■ **Page excerpt**:
######

MEM: They were up to date. They were wonderful. We had wonderful teachers. Most of them were the elders. Some of the sisters had met Master Fard Muhammad. Sister Mary Ali told us one time when they arrested the believers for keeping their children out of the public school, they had arrested the Honorable Elijah Muhammad and Master Fard Muhammad. They told us how they went down to the station and were beating up police left and right (laughing). When we used to visit Detroit, the M.G.T. would tell us about how Master Fard Muhammad taught them how to waltz, and He would dance with a glass of water on His head. They used to tell us some wonderful stories! I loved going to Detroit. When we went from Chicago to visit Boston, we would stop in Detroit. The Muslims were just so beautiful and so kind. You knew something was happening here.
When we were working for the Honorable Elijah Muhammad, we didn’t get to go to M.G.T. class often, because we had our own M.G.T. class right in the National House. All of us had to learn to serve and set the table. They used to take three of us, different ones every night, down to prepare the table and do some of the light cooking like salad plates. We were able to see how they were cooking though. We would have to bring a nice gown to wear at the dinner table, because he had guests, quite a few guests at times. The guests just couldn’t believe it. Although we [were] working at the office, we would bring a nice gown to change into on those evenings. The Honorable Elijah Muhammad said, “Even at home, the wife should wear something nice at the dinner table and look very feminine.” Mother Clara would tell us anything she saw wrong, any little thing. She was really a wonderful, beautiful woman. She was a good mother to us all.
They used to decorate the Honorable Elijah Muhammad’s home every Saviours’ Day. They would make the drapes and the upholstery. Sister Ethel and Sister Lottie did an excellent job. They didn’t know anything about the power sewing machines; they would use the regular sewing machines. They knew how to sew back then. They would make their own uniforms. They were wearing the Princess at that time, with the cape and the headpiece. We did the two-piece with the tunic and the skirt. So, I was telling Sister Ethel about the power sewing machine and eventually they got one.

######

■ **Tasks to perform**:
1) In the interview, who did an excellent job making the drapes and upholstery?
2) Translate this sentence from the interview into Spanish: "They knew how to sew back then."
3) Pick up the interview after its last sentence and carry it forward.
The listing that comes next is from a separate source, not from the interview.

######

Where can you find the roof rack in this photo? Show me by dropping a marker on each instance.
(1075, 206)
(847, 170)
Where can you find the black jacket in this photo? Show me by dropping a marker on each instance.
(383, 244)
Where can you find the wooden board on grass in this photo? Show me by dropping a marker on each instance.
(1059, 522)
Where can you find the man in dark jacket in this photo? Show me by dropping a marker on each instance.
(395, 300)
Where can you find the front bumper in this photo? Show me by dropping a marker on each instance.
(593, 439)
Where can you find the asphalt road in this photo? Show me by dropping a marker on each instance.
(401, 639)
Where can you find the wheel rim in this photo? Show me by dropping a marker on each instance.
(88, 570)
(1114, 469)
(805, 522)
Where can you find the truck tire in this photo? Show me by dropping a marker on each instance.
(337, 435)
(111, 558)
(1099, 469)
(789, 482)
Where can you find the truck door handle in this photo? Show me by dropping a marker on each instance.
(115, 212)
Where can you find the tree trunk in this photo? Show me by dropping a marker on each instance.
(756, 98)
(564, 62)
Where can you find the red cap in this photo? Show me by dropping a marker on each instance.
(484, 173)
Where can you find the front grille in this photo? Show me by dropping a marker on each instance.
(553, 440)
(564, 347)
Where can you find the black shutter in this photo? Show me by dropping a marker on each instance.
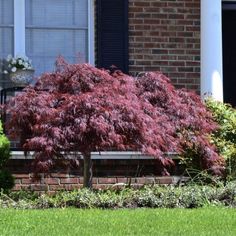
(112, 34)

######

■ **Expected outputs**:
1) Sister Ethel and Sister Lottie.

2) En aquel entonces sabían coser.

3)
We had dress shops, the bakery, the brothers barber shop and woman’s beauty salon. Sister Ethel had a really nice shop with jewelry, gloves and handbags. On the other side it was the brothers’ shirts. Then she opened another shop with fashionable clothes. It was a few years later when we opened up the first factory with uniforms of all different colors. We had a calendar with different squares for the month and we would have a different color for the month. That was all over the Nation. Things just kept on evolving. It was wonderful. …
EM: What was that like, seeing him [the Honorable Minister Louis Farrakhan] stand back up?
MEM: Oh, it was wonderful! Absolutely! He was the one. The Messenger sat him in his seat and told us to follow him. He said he was worth more than all of the gold and diamonds in the Earth, and through him he would get all, he didn’t say some, he said all of his people. That was sure enough, enough for anyone to understand. But you know with that situation (fall of the Nation), a lot of people really lost their minds. It was so devastating. We had a part of the city to ourselves. We had everything you could think of. We had a department store, two floors. We had an import store. We had everything that we needed. …
EM: Thank you very much.
MEM: Oh, you’re welcome, dear.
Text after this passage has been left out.